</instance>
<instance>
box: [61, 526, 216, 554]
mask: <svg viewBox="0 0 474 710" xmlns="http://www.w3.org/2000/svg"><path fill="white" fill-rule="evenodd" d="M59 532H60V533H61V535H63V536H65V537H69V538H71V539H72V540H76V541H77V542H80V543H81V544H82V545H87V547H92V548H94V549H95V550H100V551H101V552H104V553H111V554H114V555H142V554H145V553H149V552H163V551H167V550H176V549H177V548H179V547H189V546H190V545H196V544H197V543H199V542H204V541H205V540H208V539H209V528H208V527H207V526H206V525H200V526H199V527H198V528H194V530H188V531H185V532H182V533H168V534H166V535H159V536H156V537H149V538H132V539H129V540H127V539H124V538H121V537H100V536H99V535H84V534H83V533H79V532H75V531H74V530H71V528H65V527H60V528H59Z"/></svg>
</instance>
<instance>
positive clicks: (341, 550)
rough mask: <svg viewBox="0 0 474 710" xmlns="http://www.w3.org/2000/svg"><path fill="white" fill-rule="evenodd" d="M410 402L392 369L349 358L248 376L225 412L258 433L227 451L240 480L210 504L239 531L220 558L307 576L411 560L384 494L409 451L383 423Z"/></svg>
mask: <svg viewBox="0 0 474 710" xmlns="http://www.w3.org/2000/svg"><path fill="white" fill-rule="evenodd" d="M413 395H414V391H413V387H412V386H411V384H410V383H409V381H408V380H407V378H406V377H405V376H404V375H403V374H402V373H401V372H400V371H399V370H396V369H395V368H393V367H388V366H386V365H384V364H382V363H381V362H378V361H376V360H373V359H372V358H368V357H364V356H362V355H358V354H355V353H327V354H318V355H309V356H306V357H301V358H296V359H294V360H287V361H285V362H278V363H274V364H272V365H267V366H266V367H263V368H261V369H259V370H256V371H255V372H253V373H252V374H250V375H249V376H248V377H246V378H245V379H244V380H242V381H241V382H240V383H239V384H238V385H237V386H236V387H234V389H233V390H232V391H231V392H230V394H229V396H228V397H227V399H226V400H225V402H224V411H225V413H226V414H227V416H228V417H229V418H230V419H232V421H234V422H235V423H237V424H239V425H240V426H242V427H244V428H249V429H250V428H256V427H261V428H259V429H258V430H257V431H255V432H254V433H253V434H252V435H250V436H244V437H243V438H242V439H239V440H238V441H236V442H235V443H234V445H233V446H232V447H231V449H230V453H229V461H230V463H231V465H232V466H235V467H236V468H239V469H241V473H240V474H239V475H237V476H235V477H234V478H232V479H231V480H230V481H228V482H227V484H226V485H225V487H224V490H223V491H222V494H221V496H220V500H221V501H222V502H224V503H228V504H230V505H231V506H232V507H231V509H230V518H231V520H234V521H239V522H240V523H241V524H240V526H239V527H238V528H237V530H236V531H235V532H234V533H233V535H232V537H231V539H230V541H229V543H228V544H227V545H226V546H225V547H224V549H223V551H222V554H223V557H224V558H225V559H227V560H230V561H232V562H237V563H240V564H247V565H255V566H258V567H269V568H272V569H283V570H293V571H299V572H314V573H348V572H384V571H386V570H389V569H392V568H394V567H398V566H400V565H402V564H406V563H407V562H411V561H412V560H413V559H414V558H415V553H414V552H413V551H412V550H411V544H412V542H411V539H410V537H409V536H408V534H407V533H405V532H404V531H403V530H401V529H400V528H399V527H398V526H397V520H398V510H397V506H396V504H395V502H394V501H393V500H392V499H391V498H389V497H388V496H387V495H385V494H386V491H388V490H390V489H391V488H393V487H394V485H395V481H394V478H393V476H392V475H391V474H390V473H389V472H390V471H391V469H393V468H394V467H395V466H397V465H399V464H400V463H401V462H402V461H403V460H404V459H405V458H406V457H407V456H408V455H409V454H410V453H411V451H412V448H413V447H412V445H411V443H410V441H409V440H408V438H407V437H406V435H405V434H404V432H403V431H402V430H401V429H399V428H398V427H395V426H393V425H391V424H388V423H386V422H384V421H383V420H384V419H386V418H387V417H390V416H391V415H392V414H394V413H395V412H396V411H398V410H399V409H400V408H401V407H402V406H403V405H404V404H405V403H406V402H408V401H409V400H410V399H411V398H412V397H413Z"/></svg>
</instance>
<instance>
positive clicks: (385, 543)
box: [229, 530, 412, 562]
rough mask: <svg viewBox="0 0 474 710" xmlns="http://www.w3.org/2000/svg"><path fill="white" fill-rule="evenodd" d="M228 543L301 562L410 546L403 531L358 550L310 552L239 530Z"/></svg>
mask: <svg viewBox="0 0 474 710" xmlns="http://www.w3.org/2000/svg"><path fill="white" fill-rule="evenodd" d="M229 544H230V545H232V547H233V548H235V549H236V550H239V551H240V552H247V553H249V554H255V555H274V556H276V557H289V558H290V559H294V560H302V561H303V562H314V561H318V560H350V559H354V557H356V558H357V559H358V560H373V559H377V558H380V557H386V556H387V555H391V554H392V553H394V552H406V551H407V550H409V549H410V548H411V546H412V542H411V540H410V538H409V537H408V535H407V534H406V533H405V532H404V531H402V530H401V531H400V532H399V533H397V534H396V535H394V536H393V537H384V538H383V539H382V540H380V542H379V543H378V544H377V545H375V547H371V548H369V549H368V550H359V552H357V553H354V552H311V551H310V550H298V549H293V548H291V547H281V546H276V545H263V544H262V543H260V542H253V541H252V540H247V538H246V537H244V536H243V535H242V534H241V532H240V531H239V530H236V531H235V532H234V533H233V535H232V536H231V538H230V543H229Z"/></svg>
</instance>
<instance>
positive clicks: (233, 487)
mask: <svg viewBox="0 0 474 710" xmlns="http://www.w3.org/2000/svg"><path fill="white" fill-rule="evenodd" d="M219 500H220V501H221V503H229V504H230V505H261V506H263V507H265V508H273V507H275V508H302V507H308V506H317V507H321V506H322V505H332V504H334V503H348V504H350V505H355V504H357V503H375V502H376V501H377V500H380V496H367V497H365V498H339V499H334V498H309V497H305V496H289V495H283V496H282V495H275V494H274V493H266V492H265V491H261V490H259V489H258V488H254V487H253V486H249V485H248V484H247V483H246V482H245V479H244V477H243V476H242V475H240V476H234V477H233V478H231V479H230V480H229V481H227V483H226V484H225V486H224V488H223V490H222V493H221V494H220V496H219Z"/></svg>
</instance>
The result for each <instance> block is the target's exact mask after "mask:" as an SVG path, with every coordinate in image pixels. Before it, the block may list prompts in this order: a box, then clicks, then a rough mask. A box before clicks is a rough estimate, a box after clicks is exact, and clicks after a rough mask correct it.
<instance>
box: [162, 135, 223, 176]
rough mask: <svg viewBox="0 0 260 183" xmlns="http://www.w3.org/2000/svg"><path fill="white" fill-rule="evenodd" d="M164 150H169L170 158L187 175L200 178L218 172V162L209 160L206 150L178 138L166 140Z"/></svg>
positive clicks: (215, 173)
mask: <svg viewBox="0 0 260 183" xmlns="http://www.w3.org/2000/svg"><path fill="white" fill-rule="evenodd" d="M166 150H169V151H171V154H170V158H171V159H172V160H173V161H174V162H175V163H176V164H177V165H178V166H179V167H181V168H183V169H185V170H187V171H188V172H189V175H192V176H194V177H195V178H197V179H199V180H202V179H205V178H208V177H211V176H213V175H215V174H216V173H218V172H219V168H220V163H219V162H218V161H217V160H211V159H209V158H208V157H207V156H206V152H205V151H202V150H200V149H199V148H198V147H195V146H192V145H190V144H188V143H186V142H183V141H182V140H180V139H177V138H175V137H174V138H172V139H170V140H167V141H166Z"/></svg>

▶ [DIRECTIVE] Write out all the data exactly.

▶ [WRITTEN RESPONSE]
</instance>
<instance>
box: [61, 526, 216, 554]
mask: <svg viewBox="0 0 474 710" xmlns="http://www.w3.org/2000/svg"><path fill="white" fill-rule="evenodd" d="M59 532H60V533H61V535H63V536H65V537H69V538H71V539H72V540H76V541H77V542H80V543H81V544H82V545H87V547H92V548H94V549H95V550H100V551H101V552H104V553H111V554H114V555H142V554H145V553H149V552H163V551H167V550H176V549H177V548H179V547H189V546H190V545H196V544H197V543H199V542H204V541H205V540H208V539H209V528H208V527H207V526H206V525H200V526H199V527H198V528H194V530H188V531H185V532H182V533H168V534H166V535H159V536H156V537H149V538H132V539H129V540H127V539H124V538H121V537H100V536H99V535H84V534H83V533H79V532H75V531H74V530H71V528H65V527H60V528H59Z"/></svg>
</instance>
<instance>
positive clicks: (341, 550)
rough mask: <svg viewBox="0 0 474 710" xmlns="http://www.w3.org/2000/svg"><path fill="white" fill-rule="evenodd" d="M410 402L392 369L349 358L248 376L225 412L258 433L227 451L240 480L210 504L239 531L220 558L307 576L411 560L384 494L409 451L383 423Z"/></svg>
mask: <svg viewBox="0 0 474 710" xmlns="http://www.w3.org/2000/svg"><path fill="white" fill-rule="evenodd" d="M413 395H414V391H413V387H412V386H411V384H410V383H409V381H408V380H407V378H406V377H405V376H404V375H403V374H402V373H401V372H400V371H399V370H396V369H395V368H393V367H388V366H386V365H384V364H382V363H381V362H378V361H376V360H373V359H372V358H368V357H364V356H362V355H358V354H355V353H327V354H318V355H309V356H306V357H301V358H296V359H294V360H287V361H285V362H278V363H274V364H272V365H267V366H266V367H263V368H261V369H259V370H256V371H255V372H253V373H252V374H250V375H249V376H248V377H246V378H245V379H244V380H242V381H241V382H240V383H239V384H238V385H237V386H236V387H234V389H233V390H232V391H231V392H230V394H229V396H228V397H227V399H226V400H225V402H224V411H225V413H226V414H227V416H228V417H229V418H230V419H232V421H234V422H235V423H237V424H239V425H240V426H242V427H244V428H249V429H250V428H256V427H261V428H259V429H258V430H257V431H255V432H254V433H253V434H252V435H250V436H244V437H243V438H242V439H239V440H238V441H236V442H235V443H234V445H233V446H232V447H231V449H230V453H229V461H230V463H231V465H232V466H235V467H236V468H239V469H241V473H240V474H239V475H237V476H235V477H234V478H232V479H231V480H230V481H228V482H227V484H226V485H225V487H224V490H223V491H222V494H221V496H220V500H221V501H222V502H224V503H228V504H230V505H231V506H232V507H231V509H230V518H231V520H234V521H239V522H240V523H241V524H240V526H239V527H238V528H237V530H236V531H235V532H234V533H233V535H232V537H231V539H230V541H229V543H228V544H227V545H226V546H225V547H224V549H223V551H222V554H223V557H224V558H225V559H227V560H230V561H232V562H237V563H240V564H247V565H255V566H258V567H269V568H272V569H283V570H293V571H299V572H314V573H348V572H384V571H386V570H389V569H392V568H394V567H398V566H400V565H402V564H406V563H407V562H411V561H412V560H413V559H414V558H415V553H414V552H413V551H412V550H411V544H412V542H411V539H410V537H409V536H408V534H407V533H405V532H404V531H403V530H401V529H400V528H399V527H398V526H397V520H398V510H397V506H396V504H395V502H394V501H393V500H392V499H391V498H389V497H388V496H387V495H385V494H386V491H388V490H390V489H391V488H393V487H394V485H395V481H394V478H393V476H392V475H391V474H390V473H389V472H390V471H391V469H393V468H394V467H395V466H397V465H399V464H400V463H401V462H402V461H403V460H404V459H405V458H406V457H407V456H408V455H409V454H410V453H411V451H412V448H413V447H412V445H411V443H410V441H409V440H408V438H407V437H406V435H405V434H404V432H403V431H402V430H401V429H399V428H398V427H395V426H393V425H391V424H388V423H386V422H384V421H383V420H384V419H386V418H387V417H390V416H391V415H392V414H394V413H395V412H396V411H398V410H399V409H400V408H401V407H402V406H403V405H404V404H405V403H406V402H408V401H409V400H410V399H411V398H412V397H413Z"/></svg>
</instance>
<instance>
positive clicks: (385, 543)
box: [229, 530, 412, 562]
rough mask: <svg viewBox="0 0 474 710" xmlns="http://www.w3.org/2000/svg"><path fill="white" fill-rule="evenodd" d="M228 543L301 562L410 546L403 531L358 550L310 552L239 530Z"/></svg>
mask: <svg viewBox="0 0 474 710" xmlns="http://www.w3.org/2000/svg"><path fill="white" fill-rule="evenodd" d="M229 544H230V545H232V547H233V548H235V549H236V550H239V551H240V552H247V553H249V554H255V555H274V556H276V557H289V558H290V559H294V560H302V561H303V562H314V561H318V560H350V559H354V557H356V558H357V559H358V560H373V559H377V558H380V557H386V556H387V555H391V554H392V553H394V552H406V551H407V550H409V549H410V548H411V546H412V542H411V540H410V538H409V537H408V535H407V534H406V533H405V532H404V531H402V530H401V531H400V532H399V533H397V534H396V535H394V536H393V537H384V538H383V539H382V540H380V542H379V543H378V544H377V545H375V547H371V548H369V549H368V550H359V552H357V553H354V552H311V551H310V550H298V549H293V548H291V547H281V546H276V545H263V544H262V543H260V542H253V541H252V540H247V538H246V537H244V536H243V535H242V534H241V532H240V531H239V530H236V531H235V532H234V533H233V535H232V536H231V538H230V543H229Z"/></svg>
</instance>
<instance>
positive clicks: (233, 487)
mask: <svg viewBox="0 0 474 710" xmlns="http://www.w3.org/2000/svg"><path fill="white" fill-rule="evenodd" d="M219 500H220V501H221V503H229V504H230V505H261V506H263V507H265V508H273V507H275V508H302V507H308V506H317V507H321V506H322V505H332V504H334V503H348V504H350V505H355V504H357V503H375V502H376V501H377V500H380V496H367V497H365V498H339V499H334V498H309V497H305V496H289V495H283V496H282V495H275V494H274V493H266V492H265V491H261V490H259V489H258V488H254V487H253V486H249V485H248V484H247V483H246V482H245V479H244V477H243V476H242V475H240V476H234V477H233V478H231V479H230V480H229V481H227V483H226V484H225V486H224V488H223V490H222V493H221V494H220V496H219Z"/></svg>
</instance>
The result for each <instance> block is the target's exact mask after "mask:" as an SVG path, with every coordinate in image pixels. Before it, the block may list prompts in this order: a box, then clicks, then a rough mask. A box before clicks is a rough estimate, a box after clicks is exact, and clicks after a rough mask correct it.
<instance>
box: [162, 135, 223, 176]
rough mask: <svg viewBox="0 0 260 183" xmlns="http://www.w3.org/2000/svg"><path fill="white" fill-rule="evenodd" d="M164 150H169L170 158L187 175L200 178L218 172V162L209 160L206 150L178 138L166 140Z"/></svg>
positive clicks: (215, 173)
mask: <svg viewBox="0 0 260 183" xmlns="http://www.w3.org/2000/svg"><path fill="white" fill-rule="evenodd" d="M166 150H169V151H171V154H170V158H171V159H172V160H173V161H174V162H175V163H176V164H177V165H178V166H179V167H181V168H183V169H185V170H187V171H188V172H189V175H192V176H194V177H195V178H197V179H199V180H202V179H205V178H208V177H211V176H213V175H215V174H216V173H218V172H219V168H220V163H219V162H218V161H217V160H211V159H209V158H208V157H207V156H206V152H205V151H202V150H200V149H199V148H198V147H195V146H192V145H190V144H188V143H186V142H183V141H182V140H180V139H177V138H175V137H174V138H172V139H170V140H167V141H166Z"/></svg>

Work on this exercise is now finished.